Lines of data:
::::
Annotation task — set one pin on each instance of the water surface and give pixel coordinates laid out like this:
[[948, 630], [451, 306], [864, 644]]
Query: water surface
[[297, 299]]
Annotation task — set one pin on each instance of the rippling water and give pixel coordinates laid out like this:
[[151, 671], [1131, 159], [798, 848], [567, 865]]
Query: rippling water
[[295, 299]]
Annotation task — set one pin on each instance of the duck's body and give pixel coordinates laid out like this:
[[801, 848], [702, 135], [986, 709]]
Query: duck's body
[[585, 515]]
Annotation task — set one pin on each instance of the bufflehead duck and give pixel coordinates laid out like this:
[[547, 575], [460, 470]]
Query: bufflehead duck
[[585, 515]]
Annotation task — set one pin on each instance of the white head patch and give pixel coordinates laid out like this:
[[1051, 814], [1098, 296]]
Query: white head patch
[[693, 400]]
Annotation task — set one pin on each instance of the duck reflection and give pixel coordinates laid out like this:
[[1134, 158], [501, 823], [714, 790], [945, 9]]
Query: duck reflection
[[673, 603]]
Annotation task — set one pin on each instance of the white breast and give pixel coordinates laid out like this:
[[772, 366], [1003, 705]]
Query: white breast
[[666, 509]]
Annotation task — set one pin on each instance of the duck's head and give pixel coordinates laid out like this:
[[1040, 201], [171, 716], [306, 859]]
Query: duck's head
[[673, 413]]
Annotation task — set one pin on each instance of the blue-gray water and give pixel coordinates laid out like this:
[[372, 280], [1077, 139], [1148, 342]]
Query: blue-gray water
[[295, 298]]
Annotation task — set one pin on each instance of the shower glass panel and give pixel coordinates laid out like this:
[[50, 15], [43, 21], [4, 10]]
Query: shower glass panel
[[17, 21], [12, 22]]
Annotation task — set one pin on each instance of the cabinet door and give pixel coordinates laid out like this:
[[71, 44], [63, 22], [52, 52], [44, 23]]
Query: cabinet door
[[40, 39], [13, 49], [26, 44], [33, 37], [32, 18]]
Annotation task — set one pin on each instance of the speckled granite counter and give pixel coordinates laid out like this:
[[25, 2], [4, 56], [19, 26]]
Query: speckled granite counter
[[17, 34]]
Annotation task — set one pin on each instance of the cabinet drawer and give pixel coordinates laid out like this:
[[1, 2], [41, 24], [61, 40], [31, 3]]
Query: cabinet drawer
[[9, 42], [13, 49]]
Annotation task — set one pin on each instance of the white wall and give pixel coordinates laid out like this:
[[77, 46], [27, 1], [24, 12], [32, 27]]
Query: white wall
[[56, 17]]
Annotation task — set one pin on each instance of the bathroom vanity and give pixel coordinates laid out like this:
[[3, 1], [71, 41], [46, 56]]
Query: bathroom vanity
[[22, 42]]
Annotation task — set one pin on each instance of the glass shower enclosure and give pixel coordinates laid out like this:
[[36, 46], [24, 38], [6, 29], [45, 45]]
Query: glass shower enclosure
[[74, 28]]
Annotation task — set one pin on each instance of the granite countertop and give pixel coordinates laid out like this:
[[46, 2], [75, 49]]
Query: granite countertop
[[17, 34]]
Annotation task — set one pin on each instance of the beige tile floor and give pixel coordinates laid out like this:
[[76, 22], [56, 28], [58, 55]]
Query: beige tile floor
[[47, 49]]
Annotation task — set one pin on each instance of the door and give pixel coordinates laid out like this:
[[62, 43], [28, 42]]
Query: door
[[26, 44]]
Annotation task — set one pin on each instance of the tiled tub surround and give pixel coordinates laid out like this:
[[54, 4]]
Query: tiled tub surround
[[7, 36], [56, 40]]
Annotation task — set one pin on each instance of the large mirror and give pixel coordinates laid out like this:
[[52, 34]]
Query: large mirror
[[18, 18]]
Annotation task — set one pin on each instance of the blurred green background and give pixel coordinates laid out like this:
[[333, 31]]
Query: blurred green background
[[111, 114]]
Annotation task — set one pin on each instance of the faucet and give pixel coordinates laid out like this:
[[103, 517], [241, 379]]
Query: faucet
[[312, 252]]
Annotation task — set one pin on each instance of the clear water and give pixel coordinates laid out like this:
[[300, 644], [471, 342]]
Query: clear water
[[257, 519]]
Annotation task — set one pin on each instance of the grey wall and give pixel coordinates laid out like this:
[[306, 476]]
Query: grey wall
::::
_Do this_
Set down word for word the rows from the first line of the data through the line containing "[[297, 299]]", including both of those lines.

_Reply to the task_
Annotation task — set one pin on each instance of the water surface and give pixel coordinates laid out like this:
[[948, 630], [451, 306], [864, 644]]
Query: water surface
[[297, 299]]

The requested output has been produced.